→ DATA SUPPLIED

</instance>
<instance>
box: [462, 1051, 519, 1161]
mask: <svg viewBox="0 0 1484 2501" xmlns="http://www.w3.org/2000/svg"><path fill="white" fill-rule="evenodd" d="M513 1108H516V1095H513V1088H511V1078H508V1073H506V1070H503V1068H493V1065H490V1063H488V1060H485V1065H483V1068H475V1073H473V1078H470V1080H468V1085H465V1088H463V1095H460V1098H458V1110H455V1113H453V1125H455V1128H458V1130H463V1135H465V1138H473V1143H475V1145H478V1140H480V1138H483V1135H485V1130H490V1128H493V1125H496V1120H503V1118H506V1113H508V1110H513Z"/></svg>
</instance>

→ ASSIGNMENT
Go through the material above and set each line down verbatim.

→ RESPONSE TO THIS TASK
</instance>
<instance>
box: [462, 1051, 519, 1161]
mask: <svg viewBox="0 0 1484 2501" xmlns="http://www.w3.org/2000/svg"><path fill="white" fill-rule="evenodd" d="M513 1108H516V1095H513V1088H511V1078H508V1073H506V1070H503V1068H493V1065H490V1063H488V1060H485V1065H483V1068H475V1073H473V1078H470V1080H468V1085H465V1088H463V1095H460V1098H458V1110H455V1113H453V1125H455V1128H458V1130H463V1135H465V1138H473V1143H475V1145H478V1140H480V1138H483V1135H485V1130H490V1128H493V1125H496V1120H503V1118H506V1113H508V1110H513Z"/></svg>
</instance>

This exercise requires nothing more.